■ **What you have to do**:
Please answer these questions about the phone-only recording plan:
1. What does the "approved" status mean?
2. How long is each WAV chunk the phone's microphone records?
3. Besides capture-session.ts, which file contains the phone-only recording path?

■ **Text passage**:
□ □ □ □ □

Phone-Only Recording

Plan Metadata

Plan type: plan
Parent plan: N/A
Depends on: N/A
Status: approved

Status semantics: - draft: Plan is being created or updated and is not final. - approved: Plan is approved but not yet applied in code. - documentation: Code currently exists and matches the plan contract.

Update rule: - When an existing plan is edited, set status to draft until re-approved.

System Intent

What is being built: Phone-only audio recording path in capture-session.ts. When the user selects "phone" as their recording device, the phone's built-in microphone captures audio in 30-second windowed WAV chunks (matching the glasses audio-only flow) and uploads them through the existing PersistentUploadQueue and /sessions/{sessionId}/audio?windowIndex=<n> API.
Primary consumer(s): startCapture / stopCapture in main/app/lib/capture-session.ts, triggered via CaptureButton → recording-control-orchestrator.
Boundary (black-box scope only): The phone-only recording path is entirely inside capture-session.ts and a new phone-audio-capture.ts helper. No changes to the server API, PersistentUploadQueue, recording-control-orchestrator, or UI components.

□ □ □ □ □

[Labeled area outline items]
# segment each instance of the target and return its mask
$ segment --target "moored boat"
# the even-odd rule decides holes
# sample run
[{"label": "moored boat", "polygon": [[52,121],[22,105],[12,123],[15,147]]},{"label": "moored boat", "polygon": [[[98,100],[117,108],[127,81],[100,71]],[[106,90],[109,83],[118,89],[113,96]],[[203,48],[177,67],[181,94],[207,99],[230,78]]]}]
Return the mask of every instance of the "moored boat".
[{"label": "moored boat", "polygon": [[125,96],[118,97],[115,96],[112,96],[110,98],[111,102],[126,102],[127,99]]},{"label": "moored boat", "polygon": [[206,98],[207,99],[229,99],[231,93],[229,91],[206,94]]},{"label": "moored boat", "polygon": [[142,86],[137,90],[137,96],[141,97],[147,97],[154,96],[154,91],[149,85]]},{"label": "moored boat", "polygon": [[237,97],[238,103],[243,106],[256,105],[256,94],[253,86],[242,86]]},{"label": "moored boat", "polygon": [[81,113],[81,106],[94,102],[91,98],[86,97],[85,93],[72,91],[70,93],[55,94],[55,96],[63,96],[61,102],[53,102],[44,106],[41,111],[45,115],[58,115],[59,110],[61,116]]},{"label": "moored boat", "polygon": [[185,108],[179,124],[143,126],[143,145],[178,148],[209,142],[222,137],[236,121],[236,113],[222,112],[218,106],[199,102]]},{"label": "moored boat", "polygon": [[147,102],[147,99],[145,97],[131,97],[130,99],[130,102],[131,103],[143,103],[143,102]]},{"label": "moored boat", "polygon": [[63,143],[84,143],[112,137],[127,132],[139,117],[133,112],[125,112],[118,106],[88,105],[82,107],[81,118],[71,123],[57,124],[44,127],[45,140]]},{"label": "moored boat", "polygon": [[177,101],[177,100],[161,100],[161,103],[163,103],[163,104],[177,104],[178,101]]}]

□ □ □ □ □

■ **Solution to this exercise**:
1. The plan is approved but not yet applied in code.
2. 30 seconds.
3. A new phone-audio-capture.ts helper.